(Material provided begins)

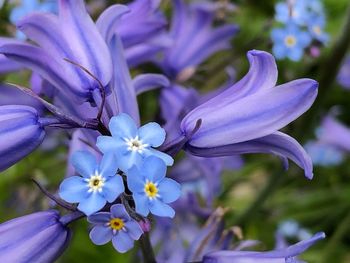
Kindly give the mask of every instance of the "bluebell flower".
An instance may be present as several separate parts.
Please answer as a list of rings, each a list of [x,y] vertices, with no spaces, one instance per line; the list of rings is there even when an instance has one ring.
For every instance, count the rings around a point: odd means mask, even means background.
[[[274,153],[293,160],[312,178],[312,162],[296,140],[278,130],[310,108],[318,83],[298,79],[276,86],[275,59],[263,51],[249,51],[249,72],[240,81],[189,112],[181,131],[198,131],[185,150],[202,157],[244,153]]]
[[[95,245],[104,245],[112,240],[114,248],[124,253],[134,246],[143,234],[140,225],[132,219],[121,204],[113,205],[110,212],[99,212],[88,217],[94,225],[90,239]]]
[[[159,65],[169,78],[184,81],[205,59],[230,48],[230,40],[238,27],[233,24],[213,26],[219,3],[197,1],[186,4],[184,0],[172,3],[174,12],[169,34],[173,43],[164,51]]]
[[[325,233],[320,232],[308,240],[300,241],[292,246],[282,249],[276,249],[268,252],[257,251],[215,251],[207,254],[203,258],[203,263],[265,263],[265,262],[298,262],[296,257],[306,251],[319,240],[326,237]]]
[[[0,224],[1,262],[54,262],[67,248],[71,232],[50,210]]]
[[[288,23],[285,28],[273,29],[271,38],[274,43],[272,51],[277,59],[299,61],[304,49],[311,43],[310,34],[293,23]]]
[[[10,21],[12,24],[17,24],[26,15],[33,13],[35,11],[41,12],[57,12],[57,1],[55,0],[23,0],[20,1],[20,4],[12,9],[10,14]],[[19,39],[25,39],[26,36],[20,32],[16,32],[16,37]]]
[[[174,217],[175,211],[167,204],[181,195],[181,186],[165,178],[165,163],[154,156],[147,157],[140,167],[133,166],[127,173],[128,187],[135,200],[136,212],[147,216]]]
[[[308,12],[306,2],[308,0],[295,0],[279,2],[275,6],[275,19],[281,23],[293,22],[298,25],[307,23]]]
[[[350,56],[347,56],[337,75],[338,83],[345,89],[350,89]]]
[[[140,166],[151,155],[161,158],[166,165],[173,164],[171,156],[153,148],[165,140],[165,131],[159,124],[151,122],[137,128],[135,121],[122,113],[111,119],[109,129],[112,136],[99,136],[96,145],[103,153],[115,154],[124,172],[133,165]]]
[[[78,209],[86,215],[99,211],[124,192],[113,154],[105,154],[98,165],[94,155],[81,151],[73,154],[71,162],[82,177],[66,178],[60,185],[59,195],[69,203],[79,203]]]

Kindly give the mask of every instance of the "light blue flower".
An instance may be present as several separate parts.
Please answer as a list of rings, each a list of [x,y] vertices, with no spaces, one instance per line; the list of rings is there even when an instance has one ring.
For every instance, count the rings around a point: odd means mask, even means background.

(Material provided ends)

Work instruction –
The entries are to be restated word for word, and no picture should appear in the copy.

Solution to this task –
Kindly give the mask of every instance of the "bluebell flower".
An instance may be present as several separate parts.
Please answer as a list of rings, each a list of [x,y] vertices, with no spaces, one instance per line; the list of rings is there even when an instance has one ring.
For every instance, count the rings around a point: odd means mask, even means background.
[[[274,153],[293,160],[312,178],[312,162],[296,140],[278,130],[310,108],[318,83],[298,79],[276,86],[275,59],[263,51],[249,51],[249,72],[240,81],[189,112],[181,131],[198,131],[185,150],[202,157],[244,153]]]
[[[95,245],[104,245],[112,240],[114,248],[124,253],[134,246],[143,234],[140,225],[132,219],[121,204],[113,205],[110,212],[99,212],[88,217],[94,225],[90,239]]]
[[[159,65],[169,78],[184,81],[205,59],[230,48],[230,40],[238,27],[233,24],[213,26],[219,3],[197,1],[186,4],[184,0],[172,3],[174,12],[169,34],[173,43],[164,51]]]
[[[325,233],[320,232],[308,240],[300,241],[292,246],[282,249],[276,249],[268,252],[257,251],[215,251],[207,254],[203,258],[203,263],[265,263],[265,262],[298,262],[296,257],[306,251],[319,240],[326,237]]]
[[[0,224],[1,262],[54,262],[67,248],[71,232],[50,210]]]
[[[288,23],[285,28],[273,29],[271,38],[274,43],[272,51],[277,59],[299,61],[304,49],[311,43],[310,34],[293,23]]]
[[[10,21],[12,24],[17,24],[26,15],[33,13],[35,11],[41,12],[57,12],[57,1],[55,0],[23,0],[20,1],[20,4],[12,9],[10,14]],[[19,39],[25,39],[26,36],[20,32],[16,32],[16,37]]]
[[[174,217],[175,211],[167,204],[181,195],[181,186],[165,178],[165,163],[154,156],[147,157],[140,167],[133,166],[127,173],[128,187],[135,200],[136,212],[147,216]]]
[[[308,12],[306,2],[308,0],[295,0],[279,2],[275,6],[275,19],[281,23],[293,22],[298,25],[307,23]]]
[[[350,56],[347,56],[337,75],[338,83],[345,89],[350,89]]]
[[[140,166],[151,155],[161,158],[166,165],[173,164],[171,156],[153,148],[165,140],[165,131],[159,124],[151,122],[137,128],[135,121],[122,113],[111,119],[109,129],[112,136],[99,136],[96,145],[103,153],[115,154],[124,172],[133,165]]]
[[[78,209],[86,215],[99,211],[124,192],[113,154],[105,154],[98,165],[94,155],[81,151],[73,154],[71,162],[82,177],[66,178],[60,185],[59,195],[69,203],[79,203]]]

Kindly give the mask of every instance of the "light blue flower".
An instance may be present as several separate parts.
Please answer as a list of rings, each a list of [x,y] vertices, with no spaces, one instance per line; the list of rings is there even when an instance has one ring.
For every instance, count the rings around a point: odd means mask, even means background.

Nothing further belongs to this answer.